▶

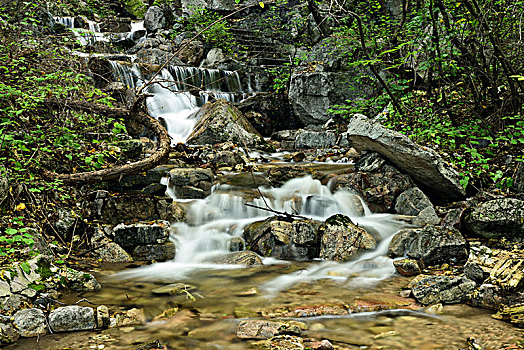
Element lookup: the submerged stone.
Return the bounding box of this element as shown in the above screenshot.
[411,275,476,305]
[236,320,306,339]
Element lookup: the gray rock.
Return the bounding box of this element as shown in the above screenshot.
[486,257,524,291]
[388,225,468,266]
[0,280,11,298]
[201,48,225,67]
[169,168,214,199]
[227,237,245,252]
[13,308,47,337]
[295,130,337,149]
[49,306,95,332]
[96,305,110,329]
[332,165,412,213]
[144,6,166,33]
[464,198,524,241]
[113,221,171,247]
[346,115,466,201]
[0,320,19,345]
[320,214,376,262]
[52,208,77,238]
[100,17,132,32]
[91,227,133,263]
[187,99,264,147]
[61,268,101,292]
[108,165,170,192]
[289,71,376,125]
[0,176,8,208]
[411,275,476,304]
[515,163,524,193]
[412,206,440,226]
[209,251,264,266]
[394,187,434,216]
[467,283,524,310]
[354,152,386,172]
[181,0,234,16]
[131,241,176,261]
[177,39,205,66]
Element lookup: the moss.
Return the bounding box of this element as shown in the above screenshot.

◀

● **Description of the task**
Pull every line containing "lookup" out of the data above.

● **Output for this task**
Element lookup: the submerged stone.
Element lookup: the gray rock.
Element lookup: the moss.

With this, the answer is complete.